Each record is to be duplicated exactly, with nothing added.
*** Dataset entries ***
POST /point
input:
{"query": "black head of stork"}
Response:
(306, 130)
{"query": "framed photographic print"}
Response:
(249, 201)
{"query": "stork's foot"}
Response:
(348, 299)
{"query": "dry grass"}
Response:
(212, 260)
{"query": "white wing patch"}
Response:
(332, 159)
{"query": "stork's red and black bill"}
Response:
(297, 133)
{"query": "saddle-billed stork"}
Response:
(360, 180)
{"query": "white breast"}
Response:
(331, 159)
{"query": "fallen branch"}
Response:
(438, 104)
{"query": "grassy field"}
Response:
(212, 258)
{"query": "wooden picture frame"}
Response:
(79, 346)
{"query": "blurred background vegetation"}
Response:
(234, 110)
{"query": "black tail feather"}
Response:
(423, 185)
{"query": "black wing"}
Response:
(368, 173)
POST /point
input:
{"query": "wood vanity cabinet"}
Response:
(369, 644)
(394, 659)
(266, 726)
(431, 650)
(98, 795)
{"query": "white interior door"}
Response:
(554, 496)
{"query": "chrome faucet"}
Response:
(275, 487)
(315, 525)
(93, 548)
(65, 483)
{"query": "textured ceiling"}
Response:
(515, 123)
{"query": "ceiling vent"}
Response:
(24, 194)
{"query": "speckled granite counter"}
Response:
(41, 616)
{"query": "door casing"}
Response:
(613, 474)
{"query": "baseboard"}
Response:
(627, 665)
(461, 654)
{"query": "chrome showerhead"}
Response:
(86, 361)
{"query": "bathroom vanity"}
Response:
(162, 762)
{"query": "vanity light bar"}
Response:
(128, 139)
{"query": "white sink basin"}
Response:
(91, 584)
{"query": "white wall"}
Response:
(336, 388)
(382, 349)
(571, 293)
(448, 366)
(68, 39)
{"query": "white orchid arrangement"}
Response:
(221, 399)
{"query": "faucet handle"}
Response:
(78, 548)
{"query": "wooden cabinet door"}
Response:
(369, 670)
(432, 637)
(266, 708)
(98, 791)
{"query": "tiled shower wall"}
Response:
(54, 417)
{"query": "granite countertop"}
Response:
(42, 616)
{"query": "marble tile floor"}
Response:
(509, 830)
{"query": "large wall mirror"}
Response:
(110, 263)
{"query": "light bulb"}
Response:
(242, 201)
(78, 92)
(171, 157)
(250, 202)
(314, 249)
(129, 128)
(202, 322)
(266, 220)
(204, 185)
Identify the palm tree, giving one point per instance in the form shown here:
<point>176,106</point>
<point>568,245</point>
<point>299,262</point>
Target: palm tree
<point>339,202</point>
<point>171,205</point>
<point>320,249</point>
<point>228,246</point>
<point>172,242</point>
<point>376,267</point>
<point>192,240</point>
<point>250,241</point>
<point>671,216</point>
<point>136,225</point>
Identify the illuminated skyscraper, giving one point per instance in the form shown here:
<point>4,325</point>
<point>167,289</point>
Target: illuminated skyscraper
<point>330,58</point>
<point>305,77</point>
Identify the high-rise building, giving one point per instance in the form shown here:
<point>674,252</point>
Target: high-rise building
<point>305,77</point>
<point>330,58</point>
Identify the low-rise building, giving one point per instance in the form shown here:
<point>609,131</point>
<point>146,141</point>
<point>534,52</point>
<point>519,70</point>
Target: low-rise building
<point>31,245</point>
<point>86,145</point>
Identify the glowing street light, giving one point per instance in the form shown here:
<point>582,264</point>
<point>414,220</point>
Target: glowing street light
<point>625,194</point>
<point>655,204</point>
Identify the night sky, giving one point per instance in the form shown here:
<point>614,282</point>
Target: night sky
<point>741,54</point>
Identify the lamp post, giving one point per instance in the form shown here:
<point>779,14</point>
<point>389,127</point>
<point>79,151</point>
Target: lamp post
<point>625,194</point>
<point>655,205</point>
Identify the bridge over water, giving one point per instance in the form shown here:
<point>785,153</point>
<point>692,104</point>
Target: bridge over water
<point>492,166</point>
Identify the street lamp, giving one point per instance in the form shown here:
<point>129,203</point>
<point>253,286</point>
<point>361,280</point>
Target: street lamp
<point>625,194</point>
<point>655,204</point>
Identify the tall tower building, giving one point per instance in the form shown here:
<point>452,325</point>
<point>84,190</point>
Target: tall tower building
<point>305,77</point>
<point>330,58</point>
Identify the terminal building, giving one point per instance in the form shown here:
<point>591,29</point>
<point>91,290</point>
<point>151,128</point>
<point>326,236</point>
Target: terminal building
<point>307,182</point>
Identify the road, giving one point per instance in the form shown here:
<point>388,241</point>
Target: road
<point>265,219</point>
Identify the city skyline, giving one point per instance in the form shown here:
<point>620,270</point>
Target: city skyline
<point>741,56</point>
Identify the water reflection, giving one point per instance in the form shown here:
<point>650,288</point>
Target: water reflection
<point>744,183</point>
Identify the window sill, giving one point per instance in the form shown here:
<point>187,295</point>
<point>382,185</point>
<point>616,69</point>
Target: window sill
*** End of Dataset entries ***
= Exercise answer =
POST /point
input:
{"query": "black head of stork"}
Response:
(306, 130)
{"query": "framed photographic print"}
Response:
(249, 201)
{"query": "stork's foot"}
Response:
(348, 299)
{"query": "dry grass"}
Response:
(212, 260)
{"query": "white wing patch"}
Response:
(332, 159)
{"query": "stork's red and black bill"}
Response:
(297, 133)
{"query": "saddle-billed stork"}
Response:
(360, 180)
{"query": "white breast"}
Response:
(331, 159)
{"query": "fallen branch"}
Response:
(438, 104)
{"query": "grassy field"}
Response:
(212, 258)
{"query": "wooden picture frame"}
Response:
(79, 346)
{"query": "blurred background vegetation"}
Response:
(234, 110)
{"query": "black tail feather"}
Response:
(423, 185)
{"query": "black wing"}
Response:
(368, 173)
POST /point
input:
{"query": "wood vanity cabinet"}
Response:
(369, 644)
(394, 659)
(266, 726)
(431, 650)
(98, 795)
{"query": "white interior door"}
Response:
(554, 496)
{"query": "chrome faucet"}
Response:
(275, 487)
(315, 525)
(93, 548)
(65, 483)
{"query": "textured ceiling"}
Response:
(515, 123)
{"query": "ceiling vent"}
Response:
(24, 194)
{"query": "speckled granite counter"}
Response:
(41, 616)
{"query": "door casing"}
Response:
(613, 474)
{"query": "baseboard"}
Response:
(627, 665)
(461, 654)
{"query": "chrome showerhead"}
Response:
(86, 361)
{"query": "bathroom vanity"}
Response:
(162, 762)
{"query": "vanity light bar"}
Response:
(128, 139)
{"query": "white sink basin"}
Response:
(91, 584)
{"query": "white wall"}
Response:
(336, 388)
(382, 349)
(571, 293)
(448, 366)
(68, 39)
{"query": "white orchid arrangement"}
Response:
(221, 399)
{"query": "faucet handle"}
Response:
(78, 548)
{"query": "wooden cabinet door"}
Response:
(369, 670)
(432, 637)
(266, 708)
(98, 791)
{"query": "tiled shower wall"}
Response:
(54, 417)
{"query": "granite countertop"}
Response:
(42, 616)
{"query": "marble tile floor"}
Response:
(509, 830)
{"query": "large wall mirror"}
Response:
(110, 263)
{"query": "light bulb"}
Response:
(242, 201)
(78, 92)
(171, 157)
(250, 202)
(314, 249)
(129, 128)
(202, 322)
(266, 220)
(204, 185)
Identify the palm tree, giving one point per instance in the form shown here:
<point>176,106</point>
<point>568,245</point>
<point>299,262</point>
Target: palm tree
<point>339,202</point>
<point>171,205</point>
<point>320,249</point>
<point>228,246</point>
<point>172,242</point>
<point>376,267</point>
<point>192,240</point>
<point>250,241</point>
<point>671,216</point>
<point>136,225</point>
Identify the illuminated skyscraper, giving one point per instance in the form shown here:
<point>4,325</point>
<point>167,289</point>
Target: illuminated skyscraper
<point>330,58</point>
<point>305,77</point>
Identify the high-rise building, giving one point per instance in the form shown here:
<point>674,252</point>
Target: high-rise building
<point>305,77</point>
<point>330,58</point>
Identify the low-rise building, giving one point per instance in the form shown here:
<point>609,131</point>
<point>146,141</point>
<point>534,52</point>
<point>519,70</point>
Target: low-rise building
<point>31,245</point>
<point>86,145</point>
Identify the glowing street light, giving one point per instance in the form shown here:
<point>582,264</point>
<point>414,220</point>
Target: glowing street light
<point>625,194</point>
<point>655,204</point>
Identify the night sky, giving one point per instance in the form shown here:
<point>614,282</point>
Target: night sky
<point>741,54</point>
Identify the lamp post, giving one point per instance in the form shown here:
<point>779,14</point>
<point>389,127</point>
<point>79,151</point>
Target: lamp post
<point>625,194</point>
<point>655,205</point>
Identify the bridge over water, giving one point per instance in the form shown here:
<point>785,153</point>
<point>692,104</point>
Target: bridge over water
<point>492,166</point>
Identify the street lamp, giving one point per instance in the form shown here:
<point>129,203</point>
<point>253,286</point>
<point>361,280</point>
Target: street lamp
<point>625,194</point>
<point>655,204</point>
Identify the tall tower building, giving one point per instance in the form shown here:
<point>452,325</point>
<point>84,190</point>
Target: tall tower building
<point>305,77</point>
<point>330,58</point>
Identify the terminal building, giving one point per instance in the form shown here:
<point>591,29</point>
<point>91,290</point>
<point>151,128</point>
<point>326,236</point>
Target: terminal building
<point>307,182</point>
Identify the road, giving one point per instance in the form shown here:
<point>388,241</point>
Target: road
<point>265,219</point>
Identify the city skyline, giving one point per instance in the form shown here:
<point>620,270</point>
Target: city skyline
<point>741,56</point>
Identify the water reflection, giving one point per instance in the form shown here:
<point>650,288</point>
Target: water reflection
<point>744,183</point>
Identify the window sill, giving one point per instance in the form shown here:
<point>187,295</point>
<point>382,185</point>
<point>616,69</point>
Target: window sill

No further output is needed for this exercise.